** Directions **
**a.** Copy the passage on Cang Xin's performance art word for word, between "Licking: Making Contact" and "as ‘contacts’ or ‘communications’.", inclusive.
**b.** Write out the records from their first line through the line holding "Provide the mask", inclusive, character for character. Omit the pictures.

** Given passage **
Consequently, the East Village artists did not actually make pure conceptual art, but neither did they move away from conceptuality. They emphasised forms that had a conceptual feeling, but in reality leaned more towards emphasising the live presence and experience of the body, and art actions as an individual response to local reality. This change of direction was probably instinctive for some of the East Village artists, because during live performances, the body often experiences things that transcend the concept and could not be anticipated in advance. At the same time, live performance art must have an element of spontaneity

In ‘Trampling Faces’, Cang Xin reproduced numerous identical plaster masks of his own face, laid them out on the floor and then let the audience walk on them, crushing them all to pieces. This performance combined various forms including site-specific installation, audience participation and conceptual art, the original concept being a symbolic criticism of the enforced uniformity of industrialised society and the mass reproduction of culture. Even though the form had been decided in advance, many non-conceptual parts of this work, such as the live experiential quality, the audience’s spontaneous reactions, and the unique spiritual sense of the work actually surpassed the concept when the work was realised. It is these non-conceptual parts that became the main orientation of Cang Xin’s later performance work.

In the ‘Masks’ series, the symbolism of the masks was originally the core concept of this work, but in practice what made this work interesting was not the concept of the masks, but the action of trampling them. The action of trampling not only emphasised a sense of physical contact in performance art, but there was also a spiritual quality about the feet coming into contact with the masks. This live, symbolic form of communication had something mystical about it, a collision of souls brought about through the medium of the masks, and this is an essential quality of Oriental art.

Cang Xin’s East Village period was in fact similar to the other artists in the community. Because of the influence of conceptual art, their works prior to realisation emphasised a holistic form established by conceptual thinking, but at the stage of realisation, all inevitably turned towards the methods of audience participation and spontaneous reactions. By the late 1990s, however, he was no longer just conceiving corresponding forms according to concepts, but had started to look more consciously for an Oriental quality in his concepts, and was paying more attention to creating improvised experiences in his live performance. Through physical contact, interaction with participants and concepts informed by shamanism, he arrived at a kind of individual vision of experienced reality.

The masks cast from Cang Xin’s own face lay in a neat and orderly arrangement under the audience’s feet, and induced a feeling of nervous tension in the people who walked over them. This kind of interactive ritual became the basic method of Cang Xin’s later performance art works, a method that emphasises bodily experience and breaking through the boundaries of communication with others.


Licking: Making Contact with Kindred Souls

Cang Xin’s sensitivity to the tip of the tongue seems to be part of his nature. This could be because of his Manchurian background and exposure to the shamanist religious practices of northeast China. Cang Xin began using his tongue to lick various objects as early as 1996, and since then has licked a myriad objects, a virtual encyclopaedia of the things that exist in his world.

He has licked books, cups, carved seals, exhibition catalogues, paper money, cameras, light bulbs, bricks, shoes, even portraits of Sartre and Nietzsche, not to mention the Great Wall, the Forbidden City and the ground in Oslo, Norway. During a performance in Oslo, he also interacted on-site with a Norwegian woman by touching tongues with her. Cang Xin refers to these actions as ‘contacts’ or ‘communications’.

** Material for the task **
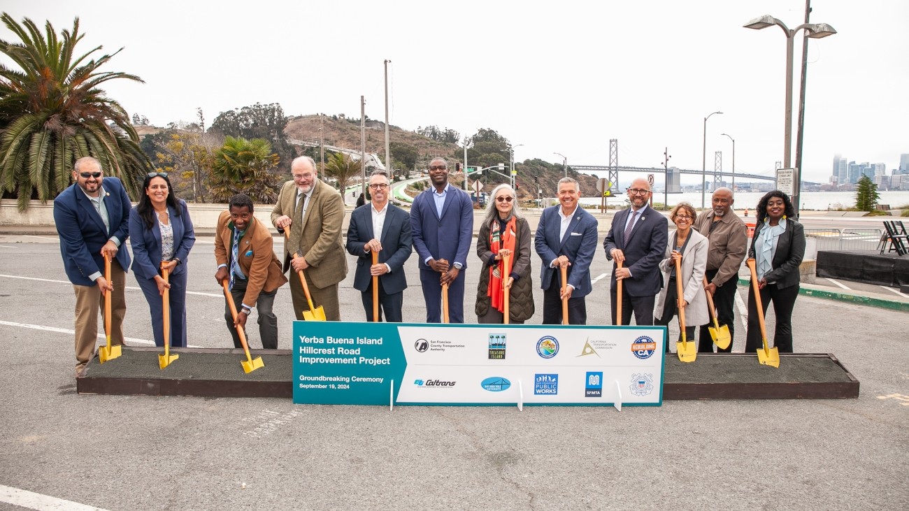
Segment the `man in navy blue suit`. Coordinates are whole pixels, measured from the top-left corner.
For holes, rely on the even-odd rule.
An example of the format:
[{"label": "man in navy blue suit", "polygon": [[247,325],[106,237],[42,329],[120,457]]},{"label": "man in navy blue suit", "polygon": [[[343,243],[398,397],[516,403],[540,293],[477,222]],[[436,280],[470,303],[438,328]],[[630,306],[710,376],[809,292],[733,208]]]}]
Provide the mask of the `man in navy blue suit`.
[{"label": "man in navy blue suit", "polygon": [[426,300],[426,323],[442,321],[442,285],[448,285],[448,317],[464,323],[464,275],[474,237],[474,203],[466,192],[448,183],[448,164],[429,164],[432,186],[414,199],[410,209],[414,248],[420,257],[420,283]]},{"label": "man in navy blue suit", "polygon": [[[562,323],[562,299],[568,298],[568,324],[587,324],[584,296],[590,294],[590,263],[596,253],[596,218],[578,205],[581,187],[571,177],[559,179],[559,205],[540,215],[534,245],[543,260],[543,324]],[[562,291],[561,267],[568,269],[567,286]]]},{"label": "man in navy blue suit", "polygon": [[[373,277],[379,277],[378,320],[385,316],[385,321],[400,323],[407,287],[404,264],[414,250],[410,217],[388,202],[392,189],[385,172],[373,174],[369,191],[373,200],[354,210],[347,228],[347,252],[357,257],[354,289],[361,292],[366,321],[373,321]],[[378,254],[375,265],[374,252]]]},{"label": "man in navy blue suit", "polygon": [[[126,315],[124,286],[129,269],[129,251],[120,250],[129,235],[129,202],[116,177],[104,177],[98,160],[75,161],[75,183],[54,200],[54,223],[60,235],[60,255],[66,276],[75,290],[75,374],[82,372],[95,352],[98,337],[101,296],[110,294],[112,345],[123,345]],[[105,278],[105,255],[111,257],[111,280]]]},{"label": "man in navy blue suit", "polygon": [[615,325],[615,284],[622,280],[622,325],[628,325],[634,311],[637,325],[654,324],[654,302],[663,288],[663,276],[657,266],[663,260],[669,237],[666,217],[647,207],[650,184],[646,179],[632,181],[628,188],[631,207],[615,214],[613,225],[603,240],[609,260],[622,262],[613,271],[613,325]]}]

** Solutions to the tasks **
**a.**
Licking: Making Contact with Kindred Souls

Cang Xin’s sensitivity to the tip of the tongue seems to be part of his nature. This could be because of his Manchurian background and exposure to the shamanist religious practices of northeast China. Cang Xin began using his tongue to lick various objects as early as 1996, and since then has licked a myriad objects, a virtual encyclopaedia of the things that exist in his world.

He has licked books, cups, carved seals, exhibition catalogues, paper money, cameras, light bulbs, bricks, shoes, even portraits of Sartre and Nietzsche, not to mention the Great Wall, the Forbidden City and the ground in Oslo, Norway. During a performance in Oslo, he also interacted on-site with a Norwegian woman by touching tongues with her. Cang Xin refers to these actions as ‘contacts’ or ‘communications’.

**b.**
Segment the `man in navy blue suit`. Coordinates are whole pixels, measured from the top-left corner.
For holes, rely on the even-odd rule.
An example of the format:
[{"label": "man in navy blue suit", "polygon": [[247,325],[106,237],[42,329],[120,457]]},{"label": "man in navy blue suit", "polygon": [[[343,243],[398,397],[516,403],[540,293],[477,222]],[[436,280],[470,303],[438,328]],[[630,306],[710,376],[809,292],[733,208]]]}]
Provide the mask of the `man in navy blue suit`.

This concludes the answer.